Consigne =>
Recopiez à l'identique le passage du texte sur la vaccination dans les quartiers montréalais qui commence par « Il s’agit d’une » et se poursuit jusqu'à « les plus criants. » inclus.

Texte de lecture =>
En parallèle, nous savons maintenant que les quartiers montréalais où la transmission communautaire est la plus élevée sont aussi ceux où l’expansion de la couverture vaccinale est la plus lente.

Il s’agit d’une cruelle ironie où les moyens – en dépit du travail immense de celles et ceux qui les déploient – n’arrivent pas à répondre aux besoins les plus criants.

Cet enjeu est alimenté par un autre, bien plus complexe : celui de la pauvreté et de l’exclusion. En effet, ces quartiers où la pandémie fait des ravages sont aussi parmi les plus défavorisés : Montréal-Nord, Parc-Extension, Saint-Michel… On y retrouve aussi les secteurs les moins bien nantis de Côte-des-Neiges, de Centre-Sud, d’Hochelaga-Maisonneuve, de Lachine et de LaSalle. Ces quartiers accueillent aussi des populations diverses, immigrantes ou racisées, pour lesquelles les obstacles linguistiques ou culturels complexifient les efforts de prévention et de vaccination.

Pour ces populations déjà fragilisées par les impacts de la pandémie, qui se sentent isolées ou marginalisées, il peut être difficile de faire confiance aux autorités publiques au moment de se faire dépister ou vacciner.

Ce phénomène a été largement documenté aux États-Unis, où les populations noires et hispaniques – bien que touchées disproportionnellement par la pandémie – demeurent plus réticentes à se faire vacciner. Considérant les abus historiques et les barrières systémiques vécues par ces communautés, y compris dans le système de santé, cette méfiance est compréhensible. Et maintenant, nous savons que le même mécanisme est à l’œuvre chez nous. Pourquoi ? Parce que les facteurs qui augmentent le risque de transmission de la COVID-19 sont les mêmes partout : emplois précaires, logements inadéquats, manque d’accès aux services publics, discrimination, etc.

Données =>
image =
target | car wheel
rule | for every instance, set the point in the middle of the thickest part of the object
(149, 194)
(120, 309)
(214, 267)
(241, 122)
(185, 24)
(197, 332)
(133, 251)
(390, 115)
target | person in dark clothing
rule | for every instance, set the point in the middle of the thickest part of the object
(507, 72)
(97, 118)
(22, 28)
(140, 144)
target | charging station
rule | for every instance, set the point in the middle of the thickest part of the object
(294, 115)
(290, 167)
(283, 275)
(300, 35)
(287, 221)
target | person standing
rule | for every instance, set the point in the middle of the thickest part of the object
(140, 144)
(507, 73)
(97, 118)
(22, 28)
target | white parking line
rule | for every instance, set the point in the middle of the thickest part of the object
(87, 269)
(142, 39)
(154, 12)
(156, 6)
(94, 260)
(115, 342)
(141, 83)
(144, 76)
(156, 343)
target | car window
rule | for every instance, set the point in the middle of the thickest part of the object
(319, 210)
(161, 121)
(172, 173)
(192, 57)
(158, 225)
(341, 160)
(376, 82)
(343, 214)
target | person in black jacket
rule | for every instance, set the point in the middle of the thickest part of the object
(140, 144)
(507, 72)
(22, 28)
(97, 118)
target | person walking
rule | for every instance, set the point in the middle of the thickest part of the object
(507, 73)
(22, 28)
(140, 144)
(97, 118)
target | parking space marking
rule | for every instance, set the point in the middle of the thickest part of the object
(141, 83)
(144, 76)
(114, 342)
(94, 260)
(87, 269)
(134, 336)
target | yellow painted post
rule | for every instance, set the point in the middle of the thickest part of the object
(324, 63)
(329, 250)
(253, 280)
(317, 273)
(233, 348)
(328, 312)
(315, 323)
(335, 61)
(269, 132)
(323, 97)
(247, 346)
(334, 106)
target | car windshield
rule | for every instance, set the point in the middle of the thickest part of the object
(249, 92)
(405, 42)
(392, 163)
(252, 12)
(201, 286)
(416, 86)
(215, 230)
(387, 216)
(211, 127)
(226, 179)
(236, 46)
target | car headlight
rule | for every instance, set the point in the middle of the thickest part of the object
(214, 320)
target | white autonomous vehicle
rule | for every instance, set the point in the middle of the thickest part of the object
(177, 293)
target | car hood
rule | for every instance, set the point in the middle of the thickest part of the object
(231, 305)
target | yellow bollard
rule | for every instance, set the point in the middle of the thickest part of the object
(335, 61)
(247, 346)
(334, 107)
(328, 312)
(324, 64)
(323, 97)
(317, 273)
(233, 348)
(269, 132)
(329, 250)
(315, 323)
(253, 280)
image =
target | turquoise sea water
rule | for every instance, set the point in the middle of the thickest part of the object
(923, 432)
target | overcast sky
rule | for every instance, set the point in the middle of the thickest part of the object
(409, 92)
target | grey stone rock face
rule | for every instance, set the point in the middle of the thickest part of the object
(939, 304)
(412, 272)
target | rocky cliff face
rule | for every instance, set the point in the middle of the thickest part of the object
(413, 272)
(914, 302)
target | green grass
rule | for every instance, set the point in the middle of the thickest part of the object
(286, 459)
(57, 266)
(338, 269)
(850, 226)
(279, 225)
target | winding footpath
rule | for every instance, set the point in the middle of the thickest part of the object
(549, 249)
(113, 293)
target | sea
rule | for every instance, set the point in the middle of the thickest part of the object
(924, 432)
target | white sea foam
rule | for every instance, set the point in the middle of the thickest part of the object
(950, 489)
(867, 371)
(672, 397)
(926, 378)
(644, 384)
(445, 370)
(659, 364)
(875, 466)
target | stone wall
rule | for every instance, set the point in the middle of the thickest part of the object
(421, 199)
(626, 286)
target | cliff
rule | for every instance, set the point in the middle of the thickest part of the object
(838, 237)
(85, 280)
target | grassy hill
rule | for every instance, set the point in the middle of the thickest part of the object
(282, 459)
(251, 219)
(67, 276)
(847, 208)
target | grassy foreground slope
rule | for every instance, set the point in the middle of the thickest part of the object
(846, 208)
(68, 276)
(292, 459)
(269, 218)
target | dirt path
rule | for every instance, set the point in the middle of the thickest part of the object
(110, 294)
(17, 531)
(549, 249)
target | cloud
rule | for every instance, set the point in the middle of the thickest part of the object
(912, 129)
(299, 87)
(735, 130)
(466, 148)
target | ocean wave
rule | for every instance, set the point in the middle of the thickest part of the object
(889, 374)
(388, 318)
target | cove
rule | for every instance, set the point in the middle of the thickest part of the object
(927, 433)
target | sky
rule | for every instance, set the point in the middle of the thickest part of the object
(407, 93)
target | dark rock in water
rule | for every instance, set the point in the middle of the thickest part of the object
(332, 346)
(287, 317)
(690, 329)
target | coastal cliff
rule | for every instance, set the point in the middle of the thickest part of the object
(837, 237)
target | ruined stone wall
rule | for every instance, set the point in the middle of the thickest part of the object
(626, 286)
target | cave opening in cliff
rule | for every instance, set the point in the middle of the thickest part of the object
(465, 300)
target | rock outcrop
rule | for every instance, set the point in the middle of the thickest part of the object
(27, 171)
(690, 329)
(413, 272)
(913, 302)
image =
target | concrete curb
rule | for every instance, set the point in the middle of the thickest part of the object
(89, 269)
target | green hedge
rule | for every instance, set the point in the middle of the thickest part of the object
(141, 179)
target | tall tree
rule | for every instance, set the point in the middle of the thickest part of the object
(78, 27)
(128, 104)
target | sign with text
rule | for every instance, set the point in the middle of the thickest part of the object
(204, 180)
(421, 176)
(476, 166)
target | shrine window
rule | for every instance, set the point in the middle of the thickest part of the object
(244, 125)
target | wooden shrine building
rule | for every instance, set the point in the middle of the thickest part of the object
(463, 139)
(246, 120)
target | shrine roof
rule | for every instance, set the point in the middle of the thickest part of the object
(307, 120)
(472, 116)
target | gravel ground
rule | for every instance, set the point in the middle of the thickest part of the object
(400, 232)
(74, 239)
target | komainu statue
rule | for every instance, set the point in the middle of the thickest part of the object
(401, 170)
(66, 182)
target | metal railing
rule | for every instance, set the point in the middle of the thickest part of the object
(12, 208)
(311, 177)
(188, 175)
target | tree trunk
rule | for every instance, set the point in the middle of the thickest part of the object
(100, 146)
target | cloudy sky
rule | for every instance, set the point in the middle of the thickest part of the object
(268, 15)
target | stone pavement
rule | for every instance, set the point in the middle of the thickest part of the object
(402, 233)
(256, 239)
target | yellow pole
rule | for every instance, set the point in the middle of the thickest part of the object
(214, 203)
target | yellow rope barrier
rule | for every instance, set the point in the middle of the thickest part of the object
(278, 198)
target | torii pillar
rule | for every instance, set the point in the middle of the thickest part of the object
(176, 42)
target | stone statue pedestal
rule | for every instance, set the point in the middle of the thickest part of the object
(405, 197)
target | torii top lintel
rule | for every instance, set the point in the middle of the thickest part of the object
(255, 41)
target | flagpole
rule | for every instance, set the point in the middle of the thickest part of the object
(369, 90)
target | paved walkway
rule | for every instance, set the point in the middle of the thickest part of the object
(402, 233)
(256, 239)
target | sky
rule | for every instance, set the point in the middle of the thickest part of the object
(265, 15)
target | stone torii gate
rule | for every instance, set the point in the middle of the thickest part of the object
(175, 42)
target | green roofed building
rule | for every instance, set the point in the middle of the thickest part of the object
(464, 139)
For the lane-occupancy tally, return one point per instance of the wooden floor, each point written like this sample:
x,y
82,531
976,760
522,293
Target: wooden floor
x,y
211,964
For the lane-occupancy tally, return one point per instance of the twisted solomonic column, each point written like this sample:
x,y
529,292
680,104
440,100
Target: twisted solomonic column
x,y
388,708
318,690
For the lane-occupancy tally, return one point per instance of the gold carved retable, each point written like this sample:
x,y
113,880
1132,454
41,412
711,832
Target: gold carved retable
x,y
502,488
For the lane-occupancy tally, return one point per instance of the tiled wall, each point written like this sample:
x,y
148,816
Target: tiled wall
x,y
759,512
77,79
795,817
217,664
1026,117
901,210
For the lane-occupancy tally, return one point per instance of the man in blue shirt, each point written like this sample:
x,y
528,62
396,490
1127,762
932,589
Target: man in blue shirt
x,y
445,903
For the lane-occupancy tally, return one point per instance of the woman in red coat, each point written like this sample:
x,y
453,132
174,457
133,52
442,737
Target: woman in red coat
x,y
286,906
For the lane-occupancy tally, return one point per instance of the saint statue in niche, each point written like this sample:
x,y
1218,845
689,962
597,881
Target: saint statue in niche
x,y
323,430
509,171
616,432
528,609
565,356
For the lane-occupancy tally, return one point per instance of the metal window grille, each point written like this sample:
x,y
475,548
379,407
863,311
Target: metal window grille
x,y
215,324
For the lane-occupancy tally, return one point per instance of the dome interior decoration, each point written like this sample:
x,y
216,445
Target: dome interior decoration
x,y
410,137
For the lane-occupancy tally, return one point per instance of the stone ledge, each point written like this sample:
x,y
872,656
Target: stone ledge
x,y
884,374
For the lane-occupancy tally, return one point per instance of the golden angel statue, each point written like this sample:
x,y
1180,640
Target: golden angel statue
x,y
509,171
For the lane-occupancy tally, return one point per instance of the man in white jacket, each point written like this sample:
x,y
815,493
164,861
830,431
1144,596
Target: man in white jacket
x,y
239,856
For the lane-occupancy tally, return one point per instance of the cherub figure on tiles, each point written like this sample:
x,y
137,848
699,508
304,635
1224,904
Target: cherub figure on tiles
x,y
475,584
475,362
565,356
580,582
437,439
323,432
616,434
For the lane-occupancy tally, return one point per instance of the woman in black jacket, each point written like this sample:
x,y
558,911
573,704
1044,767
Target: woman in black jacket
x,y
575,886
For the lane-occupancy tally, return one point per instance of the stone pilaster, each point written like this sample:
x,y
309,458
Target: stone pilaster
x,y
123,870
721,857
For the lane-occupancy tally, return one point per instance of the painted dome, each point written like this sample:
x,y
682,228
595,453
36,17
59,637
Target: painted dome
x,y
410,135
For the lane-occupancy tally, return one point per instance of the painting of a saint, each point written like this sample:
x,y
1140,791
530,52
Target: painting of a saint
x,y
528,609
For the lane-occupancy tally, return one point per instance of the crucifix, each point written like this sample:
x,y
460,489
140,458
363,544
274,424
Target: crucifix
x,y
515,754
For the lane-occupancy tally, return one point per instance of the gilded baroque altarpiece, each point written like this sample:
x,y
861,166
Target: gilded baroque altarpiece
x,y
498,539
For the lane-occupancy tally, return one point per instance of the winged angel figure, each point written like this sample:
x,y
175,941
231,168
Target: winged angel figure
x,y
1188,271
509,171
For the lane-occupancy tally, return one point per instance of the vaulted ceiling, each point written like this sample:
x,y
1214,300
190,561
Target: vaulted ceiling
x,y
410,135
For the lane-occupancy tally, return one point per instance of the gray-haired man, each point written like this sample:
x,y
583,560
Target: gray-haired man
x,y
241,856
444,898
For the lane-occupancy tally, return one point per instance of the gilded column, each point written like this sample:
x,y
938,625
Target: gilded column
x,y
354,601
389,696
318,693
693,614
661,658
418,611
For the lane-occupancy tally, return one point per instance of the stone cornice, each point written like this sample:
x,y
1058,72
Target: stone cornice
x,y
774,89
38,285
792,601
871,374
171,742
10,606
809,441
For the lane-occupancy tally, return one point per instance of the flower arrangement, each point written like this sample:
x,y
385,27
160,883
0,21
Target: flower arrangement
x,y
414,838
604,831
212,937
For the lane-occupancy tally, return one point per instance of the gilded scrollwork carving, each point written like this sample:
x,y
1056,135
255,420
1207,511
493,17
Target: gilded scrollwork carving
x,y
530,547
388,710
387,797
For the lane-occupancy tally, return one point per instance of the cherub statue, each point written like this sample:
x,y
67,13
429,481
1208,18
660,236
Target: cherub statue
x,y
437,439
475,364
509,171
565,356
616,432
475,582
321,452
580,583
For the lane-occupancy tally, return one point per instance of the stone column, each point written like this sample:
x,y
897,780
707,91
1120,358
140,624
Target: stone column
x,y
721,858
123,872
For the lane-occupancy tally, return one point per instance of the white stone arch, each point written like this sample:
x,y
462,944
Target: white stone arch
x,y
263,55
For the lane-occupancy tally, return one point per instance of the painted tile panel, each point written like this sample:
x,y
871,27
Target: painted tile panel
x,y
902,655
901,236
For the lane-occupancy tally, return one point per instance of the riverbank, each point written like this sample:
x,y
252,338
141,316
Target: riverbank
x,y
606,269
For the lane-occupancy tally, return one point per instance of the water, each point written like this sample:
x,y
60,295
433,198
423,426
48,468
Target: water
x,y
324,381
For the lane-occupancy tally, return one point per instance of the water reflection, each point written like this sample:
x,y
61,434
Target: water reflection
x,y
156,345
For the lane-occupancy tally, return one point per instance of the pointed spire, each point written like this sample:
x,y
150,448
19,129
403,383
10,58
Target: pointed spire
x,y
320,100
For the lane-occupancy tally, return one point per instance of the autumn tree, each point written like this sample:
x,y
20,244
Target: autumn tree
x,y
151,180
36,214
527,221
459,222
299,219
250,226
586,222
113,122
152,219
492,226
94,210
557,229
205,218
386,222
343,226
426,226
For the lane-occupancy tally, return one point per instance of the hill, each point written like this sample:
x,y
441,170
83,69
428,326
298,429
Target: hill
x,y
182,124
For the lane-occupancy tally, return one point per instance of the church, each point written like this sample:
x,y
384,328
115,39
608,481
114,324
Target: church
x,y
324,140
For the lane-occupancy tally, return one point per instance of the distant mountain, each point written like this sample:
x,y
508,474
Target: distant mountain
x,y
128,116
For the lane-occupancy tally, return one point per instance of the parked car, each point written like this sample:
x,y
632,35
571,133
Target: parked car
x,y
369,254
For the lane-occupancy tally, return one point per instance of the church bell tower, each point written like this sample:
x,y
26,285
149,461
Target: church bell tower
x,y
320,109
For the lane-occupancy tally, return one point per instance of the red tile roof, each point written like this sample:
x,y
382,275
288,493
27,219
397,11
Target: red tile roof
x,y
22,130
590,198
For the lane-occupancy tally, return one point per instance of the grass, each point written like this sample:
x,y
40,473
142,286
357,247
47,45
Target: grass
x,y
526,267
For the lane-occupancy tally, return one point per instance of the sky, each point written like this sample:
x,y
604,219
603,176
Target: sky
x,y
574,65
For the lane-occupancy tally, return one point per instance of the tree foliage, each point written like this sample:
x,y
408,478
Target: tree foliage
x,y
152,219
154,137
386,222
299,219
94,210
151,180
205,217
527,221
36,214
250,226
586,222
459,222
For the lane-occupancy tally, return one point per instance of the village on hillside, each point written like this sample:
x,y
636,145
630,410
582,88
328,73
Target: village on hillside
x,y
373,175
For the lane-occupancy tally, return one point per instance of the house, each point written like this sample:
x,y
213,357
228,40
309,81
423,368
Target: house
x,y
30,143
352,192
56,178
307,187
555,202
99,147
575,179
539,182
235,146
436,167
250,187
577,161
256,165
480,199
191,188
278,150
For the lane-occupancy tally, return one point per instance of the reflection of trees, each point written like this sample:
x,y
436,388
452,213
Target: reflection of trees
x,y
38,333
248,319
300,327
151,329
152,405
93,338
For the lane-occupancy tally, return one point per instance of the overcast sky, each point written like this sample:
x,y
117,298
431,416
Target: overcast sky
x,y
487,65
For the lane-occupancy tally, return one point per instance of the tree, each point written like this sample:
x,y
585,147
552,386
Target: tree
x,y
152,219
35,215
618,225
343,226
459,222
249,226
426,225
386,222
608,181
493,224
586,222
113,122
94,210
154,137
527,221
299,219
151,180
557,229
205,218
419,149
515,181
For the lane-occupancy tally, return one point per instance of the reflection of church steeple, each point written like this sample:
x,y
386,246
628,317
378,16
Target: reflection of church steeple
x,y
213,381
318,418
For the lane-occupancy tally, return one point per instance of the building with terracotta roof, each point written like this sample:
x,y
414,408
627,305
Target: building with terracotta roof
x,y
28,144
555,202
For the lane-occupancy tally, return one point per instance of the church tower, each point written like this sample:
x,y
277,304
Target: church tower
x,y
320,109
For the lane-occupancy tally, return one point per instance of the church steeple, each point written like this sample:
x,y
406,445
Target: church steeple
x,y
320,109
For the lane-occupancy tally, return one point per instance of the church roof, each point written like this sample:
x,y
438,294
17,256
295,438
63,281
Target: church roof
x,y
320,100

Résultat =>
Il s’agit d’une cruelle ironie où les moyens – en dépit du travail immense de celles et ceux qui les déploient – n’arrivent pas à répondre aux besoins les plus criants.